*Job*.
Reproduce the entire market plunge post word for word.

*Text section*.
Wednesday, June 30, 2010

Market Plunge

The Dow has shed nearly 800 points over the last couple of weeks and we can look to a plethora of reasons to blame for this.

Yesterday’s consumer confidence report was a major disappointment, falling dramatically and showing regional weakness obviously tied to the Gulf spill. The consumer confidence index fell to 52.9, a nearly 10 point decline the size of which usually corresponds with an economic shock. It sparked the huge sell off of 268 points on the Dow and over 33 points on the S&P 500 index. Consumers are now showing much more concern over the jobs market and over their income prospects. Those saying jobs are currently hard to get rose nine tenths to 44.8 percent. The size of this rise isn't overwhelming but the direction is definitely troubling - only the second negative monthly comparison since November. Add to that the expected monthly employment report Friday, which is presumed to show an increase in unemployment by 0.1 to 9.8 percent in June, and the picture gets uglier. More people see fewer jobs (20.8 percent vs. 17.8 percent) and fewer see more jobs (16.0 vs. 20.2). On the future income question, the unprecedented negative spread deepened between the optimists, now at 10.6 percent vs. May's 11.4 percent, and the pessimists, now at 17.2 percent vs. 16.4 percent. Consumers aren't going to be spending if they don't have confidence in their income.

[Data extracted from a collection]
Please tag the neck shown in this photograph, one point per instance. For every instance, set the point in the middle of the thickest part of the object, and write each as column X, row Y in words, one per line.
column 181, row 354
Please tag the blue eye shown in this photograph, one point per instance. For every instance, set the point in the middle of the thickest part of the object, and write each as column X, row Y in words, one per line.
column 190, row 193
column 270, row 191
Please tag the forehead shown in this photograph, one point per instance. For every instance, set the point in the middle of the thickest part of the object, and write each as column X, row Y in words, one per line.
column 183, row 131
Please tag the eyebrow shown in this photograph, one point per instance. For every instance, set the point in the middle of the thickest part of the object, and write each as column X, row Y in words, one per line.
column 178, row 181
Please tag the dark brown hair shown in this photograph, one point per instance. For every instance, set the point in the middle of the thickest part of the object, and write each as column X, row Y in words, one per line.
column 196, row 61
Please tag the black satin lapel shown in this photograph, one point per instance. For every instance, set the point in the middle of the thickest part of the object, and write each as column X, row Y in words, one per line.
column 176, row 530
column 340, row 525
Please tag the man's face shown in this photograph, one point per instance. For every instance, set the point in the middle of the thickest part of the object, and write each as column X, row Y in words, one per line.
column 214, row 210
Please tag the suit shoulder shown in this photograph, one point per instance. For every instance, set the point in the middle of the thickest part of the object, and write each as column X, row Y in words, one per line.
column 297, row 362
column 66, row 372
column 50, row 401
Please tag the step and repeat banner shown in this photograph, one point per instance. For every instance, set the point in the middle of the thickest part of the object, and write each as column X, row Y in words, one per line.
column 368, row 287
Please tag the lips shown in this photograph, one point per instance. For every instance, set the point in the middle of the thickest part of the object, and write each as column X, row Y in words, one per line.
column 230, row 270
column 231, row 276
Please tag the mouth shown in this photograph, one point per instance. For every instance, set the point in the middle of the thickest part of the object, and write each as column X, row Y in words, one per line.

*Result of the exercise*.
Wednesday, June 30, 2010

Market Plunge

The Dow has shed nearly 800 points over the last couple of weeks and we can look to a plethora of reasons to blame for this.

Yesterday’s consumer confidence report was a major disappointment, falling dramatically and showing regional weakness obviously tied to the Gulf spill. The consumer confidence index fell to 52.9, a nearly 10 point decline the size of which usually corresponds with an economic shock. It sparked the huge sell off of 268 points on the Dow and over 33 points on the S&P 500 index. Consumers are now showing much more concern over the jobs market and over their income prospects. Those saying jobs are currently hard to get rose nine tenths to 44.8 percent. The size of this rise isn't overwhelming but the direction is definitely troubling - only the second negative monthly comparison since November. Add to that the expected monthly employment report Friday, which is presumed to show an increase in unemployment by 0.1 to 9.8 percent in June, and the picture gets uglier. More people see fewer jobs (20.8 percent vs. 17.8 percent) and fewer see more jobs (16.0 vs. 20.2). On the future income question, the unprecedented negative spread deepened between the optimists, now at 10.6 percent vs. May's 11.4 percent, and the pessimists, now at 17.2 percent vs. 16.4 percent. Consumers aren't going to be spending if they don't have confidence in their income.